╭─ Document text

Monday, November 14, 2005

Gendered txt

Via Netwoman comes the tale of two recent stories about gender issues in text messaging, both about a study led by Simeon Yates (Sheffield Hallam).

They found that men's texts are "shorter and use more sarcasm and swearing than those sent by women," according to the BBC News article. Messages are also longer when men are talking to women, and most interestingly, men will text their lady friends when out with their dude friends in order to avoid appearing less dude-like by actually talking on the phone to their lady friends:

"It has become common to text when you want to keep communication private, especially if you are in a group. An obvious example is that a man is more likely to text than phone his partner when he is out with friends or peers. This prevents him by losing face by switching from 'friend' mode to 'partner' mode in front of his peers," says Dr Yates.

The Yorkshire Post article is a little more ridiculous:

For years women have been battling to keep up sides with men and prove themselves to be equal in all ways. But researchers in Sheffield have proved that in the modern world there is one key difference – and that is in the way that we text.

╰─

[Brief 1] Scale the entries between the start of the entries and the line holding "[347,146,360,156]", inclusive: give every one of those lines again, including those without coordinates, but multiply each box coordinate in the answers by 0.2 and round to whole numbers, with halves rounded up. Please leave the pictures out of your answer.
The blog post and the entries that follow it were taken from unrelated sources.

╭─ Data rows

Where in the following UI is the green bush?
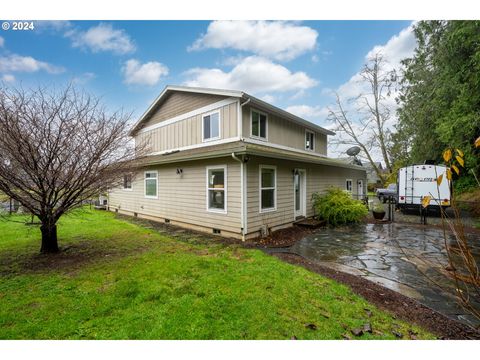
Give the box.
[312,188,368,226]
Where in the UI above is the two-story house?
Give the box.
[109,86,366,239]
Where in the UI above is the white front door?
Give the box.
[293,169,307,218]
[357,180,363,200]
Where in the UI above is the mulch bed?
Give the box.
[250,225,318,248]
[274,253,480,340]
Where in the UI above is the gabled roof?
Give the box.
[130,85,335,135]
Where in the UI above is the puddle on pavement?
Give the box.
[282,223,480,326]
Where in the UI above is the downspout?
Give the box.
[232,153,245,241]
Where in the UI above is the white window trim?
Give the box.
[122,174,133,191]
[345,179,353,194]
[205,165,228,214]
[202,110,222,142]
[250,108,268,141]
[143,170,158,199]
[357,179,365,196]
[305,129,317,151]
[258,165,277,214]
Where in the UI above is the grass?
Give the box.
[0,210,433,339]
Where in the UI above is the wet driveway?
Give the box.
[270,223,480,326]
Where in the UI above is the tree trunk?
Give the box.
[40,223,59,254]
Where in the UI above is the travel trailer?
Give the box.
[397,164,451,209]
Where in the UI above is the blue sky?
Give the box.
[0,21,414,126]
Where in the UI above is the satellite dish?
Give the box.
[347,146,360,156]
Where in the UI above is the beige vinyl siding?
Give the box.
[135,103,238,152]
[143,92,226,127]
[247,157,366,234]
[242,106,327,155]
[109,158,241,234]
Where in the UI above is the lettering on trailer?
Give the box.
[410,178,435,182]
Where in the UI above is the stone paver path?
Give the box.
[270,223,480,326]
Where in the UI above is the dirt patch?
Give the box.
[252,225,319,248]
[274,253,480,340]
[0,241,152,276]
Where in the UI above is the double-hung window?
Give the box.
[250,110,267,139]
[260,165,277,212]
[145,171,158,199]
[123,174,132,190]
[202,111,220,141]
[305,130,315,151]
[207,166,227,213]
[345,179,352,193]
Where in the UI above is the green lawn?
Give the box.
[0,210,433,339]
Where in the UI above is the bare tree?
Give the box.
[0,86,139,253]
[328,53,396,186]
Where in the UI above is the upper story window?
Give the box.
[145,171,158,199]
[305,130,315,151]
[345,179,352,193]
[207,166,227,213]
[202,111,220,141]
[250,110,267,139]
[123,174,132,190]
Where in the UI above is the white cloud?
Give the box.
[261,94,275,104]
[2,74,15,83]
[285,105,328,120]
[365,24,417,68]
[72,72,97,85]
[0,54,65,74]
[122,59,168,86]
[69,23,135,54]
[35,20,73,33]
[189,21,318,60]
[185,56,317,94]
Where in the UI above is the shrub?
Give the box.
[312,188,368,226]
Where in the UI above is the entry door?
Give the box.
[293,169,307,218]
[357,180,363,200]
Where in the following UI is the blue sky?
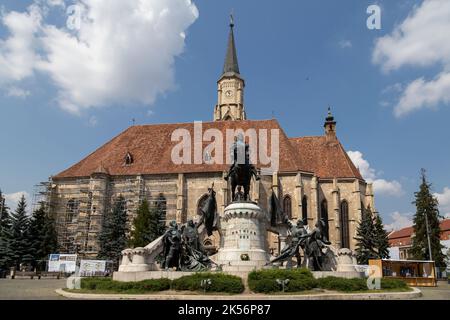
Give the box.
[0,0,450,227]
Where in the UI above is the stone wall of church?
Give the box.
[50,172,374,255]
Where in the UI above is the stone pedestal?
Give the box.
[337,248,356,272]
[215,202,270,271]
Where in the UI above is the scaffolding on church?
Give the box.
[32,176,177,257]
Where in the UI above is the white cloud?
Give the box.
[384,211,413,231]
[434,187,450,218]
[0,0,198,114]
[347,151,404,197]
[4,191,31,211]
[0,5,42,86]
[372,0,450,117]
[6,86,31,98]
[339,40,353,49]
[382,82,403,94]
[394,72,450,117]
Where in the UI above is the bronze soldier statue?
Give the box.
[267,219,308,268]
[162,221,181,270]
[305,219,331,271]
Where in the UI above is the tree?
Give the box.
[0,191,12,270]
[0,190,9,222]
[130,200,164,248]
[28,205,58,261]
[355,207,378,264]
[411,169,445,267]
[98,196,127,265]
[7,195,32,268]
[374,214,389,259]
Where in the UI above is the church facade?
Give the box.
[44,19,375,257]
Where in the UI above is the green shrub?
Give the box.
[248,268,317,293]
[286,279,318,292]
[318,277,367,292]
[248,278,280,293]
[248,268,314,280]
[172,272,244,293]
[81,278,171,293]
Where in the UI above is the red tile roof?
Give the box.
[289,136,363,180]
[53,120,362,179]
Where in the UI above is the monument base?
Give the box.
[312,271,365,279]
[113,270,251,282]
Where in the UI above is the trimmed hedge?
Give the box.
[172,273,245,293]
[318,277,368,292]
[381,278,408,289]
[81,278,171,293]
[248,268,317,293]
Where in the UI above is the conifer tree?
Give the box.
[0,191,12,270]
[98,196,127,266]
[355,207,378,264]
[411,169,445,267]
[0,190,9,222]
[374,214,389,259]
[7,195,32,268]
[28,205,57,261]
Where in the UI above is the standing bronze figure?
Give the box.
[162,221,181,270]
[198,184,218,237]
[268,220,308,268]
[305,219,331,271]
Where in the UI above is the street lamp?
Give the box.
[425,209,433,261]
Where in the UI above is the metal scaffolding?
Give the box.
[33,175,177,257]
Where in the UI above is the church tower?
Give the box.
[214,16,247,121]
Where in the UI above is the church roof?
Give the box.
[53,120,362,179]
[289,136,363,180]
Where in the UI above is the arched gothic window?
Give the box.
[320,199,330,239]
[66,199,80,223]
[156,193,167,221]
[302,196,308,225]
[339,200,350,249]
[283,195,292,220]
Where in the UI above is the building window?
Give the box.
[283,196,292,220]
[340,200,350,249]
[302,196,308,225]
[320,199,330,239]
[66,199,80,223]
[125,152,134,166]
[156,193,167,221]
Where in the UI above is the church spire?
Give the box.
[214,14,247,121]
[323,107,336,139]
[223,13,239,76]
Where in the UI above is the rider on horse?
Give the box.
[224,133,260,181]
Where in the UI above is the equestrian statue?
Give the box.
[224,134,260,201]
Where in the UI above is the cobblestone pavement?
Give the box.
[0,279,450,300]
[0,279,66,300]
[418,281,450,300]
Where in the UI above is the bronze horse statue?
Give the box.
[225,136,260,201]
[197,184,217,237]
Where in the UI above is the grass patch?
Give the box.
[248,269,410,293]
[79,273,244,294]
[172,272,245,294]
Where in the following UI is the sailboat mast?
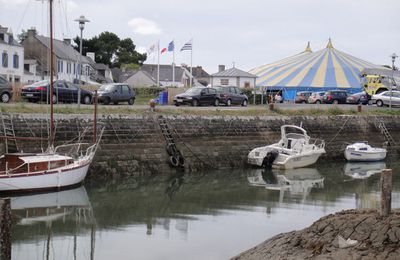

╰─

[Brief 2]
Answer these questions from the blog post on gendered text messaging.
(a) Who led the study that both stories discuss?
(b) According to the BBC News article, how do men's texts differ from those sent by women?
(c) Which article does the blog post call "a little more ridiculous"?

[Task response 1]
Where in the following UI is the green bush?
Give the box.
[62,38,74,45]
Where in the UI above is the two-story house?
Give the box.
[22,17,73,48]
Where in the UI above is the white front door?
Give the box.
[59,34,61,44]
[71,36,73,40]
Where in the UI above is the mulch bed?
Give the box.
[50,45,64,50]
[55,51,96,68]
Where in the UI above is the gabled roof?
Give the box.
[26,17,67,27]
Where in the UI above is the puddle on pavement?
Give the box.
[56,45,96,65]
Where in the UI above is the downspout?
Give the box.
[46,31,49,48]
Where in the UI above is the white window trim?
Give the box.
[24,35,27,38]
[69,36,71,39]
[41,33,46,43]
[40,22,44,28]
[50,22,54,28]
[29,34,32,40]
[71,36,73,39]
[61,26,63,30]
[52,33,55,43]
Where in the UI above is the grass?
Give the box.
[0,42,87,68]
Where in the UI above is the wet driveway?
Give the box.
[54,45,96,65]
Where in the UI above is the tree trunk?
Give the box.
[8,45,12,51]
Where in the UI above is the travel trailer?
Give the box.
[79,33,90,42]
Where in the UI above is the blue sky?
Give the box.
[0,4,83,25]
Where in the UI above is the satellite dish?
Give the box.
[69,29,72,31]

[Task response 2]
(a) Simeon Yates (Sheffield Hallam).
(b) They are shorter and use more sarcasm and swearing.
(c) The Yorkshire Post article.